Texto selecionado:
+++++

Debruçado sobre o colo de minha amiga, divagava a respeito da louça. Branca. Contrastando com o preto do café. Eu dizia para ela, amiga, que, embora meu irmão tivesse uma xícara da mesma marca e mesmo tamanho, porém preta, não era a mesma coisa justamente por essa diferença cromática. Preto e branco não se distinguem quase dadas suas naturezas primárias, disso todo mundo sabe. Mas não é a mesma coisa. Pelo menos em relação a xícaras, e disso eu sei. Essa, a branca, por exemplo, não é uma xícara qualquer. Não! Nutro por ela um amor profundo, ensejado, tátil, vivo, quase uma devoção.
Mas retornando à divagação inicial, ressaltei para ela – amiga, é bom que se diga – o para mim significativo contraste do café amargo e negro que manchava a louça de branco ainda imaculado, coisa rara numa cozinha – local onde residia a xícara, para quem não sabe. Expus à amiga sobre a relação que via com o meu interior: eu sou “preto no branco”.
Minutos depois ela estava usando o meu pertence.

+++++

Dados fornecidos:

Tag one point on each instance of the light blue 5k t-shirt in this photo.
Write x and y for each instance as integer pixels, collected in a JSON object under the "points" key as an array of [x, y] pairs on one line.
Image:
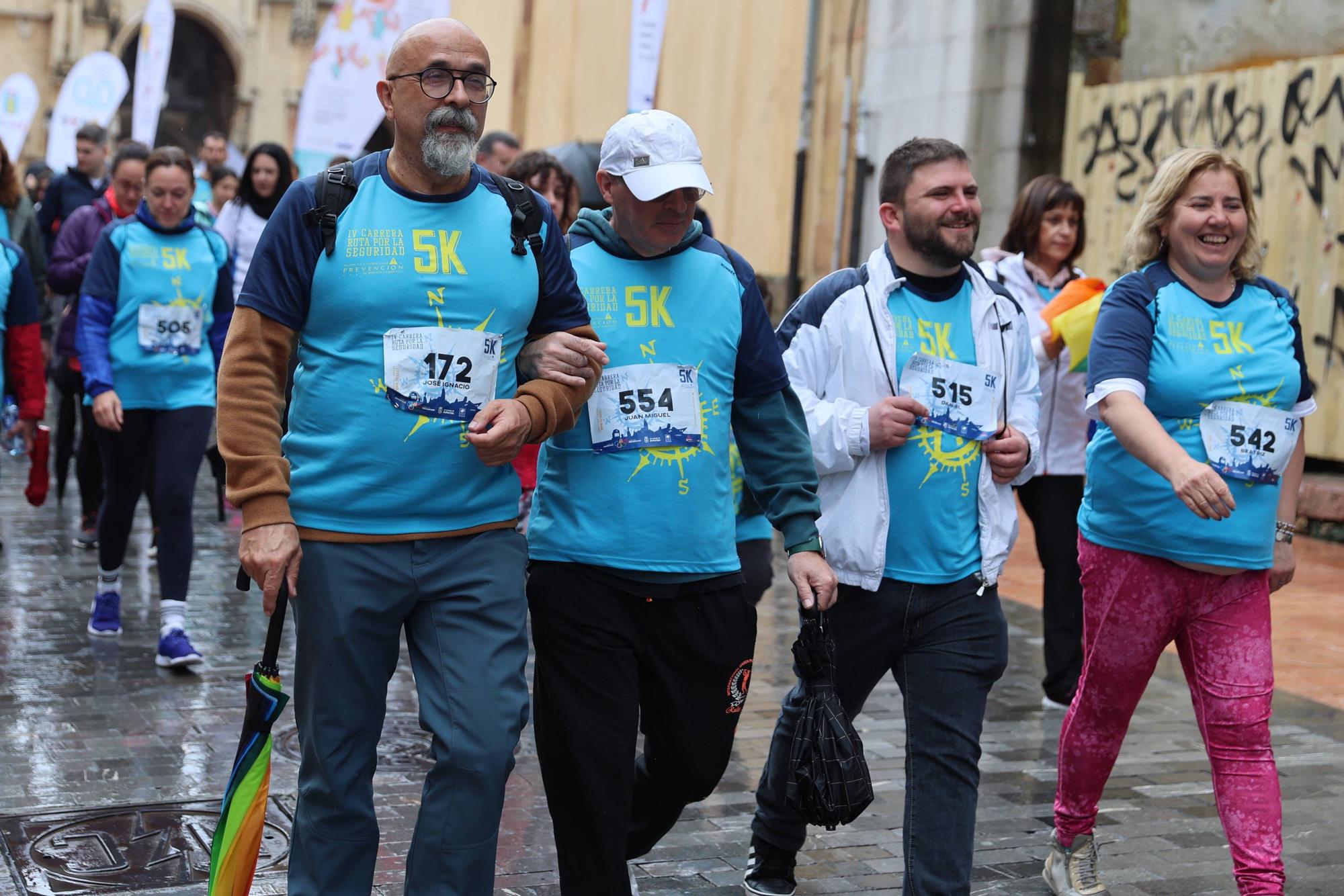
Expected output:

+++++

Passe para o inglês esta frase do texto selecionado: "Minutos depois ela estava usando o meu pertence."

Minutes later she was using my possession.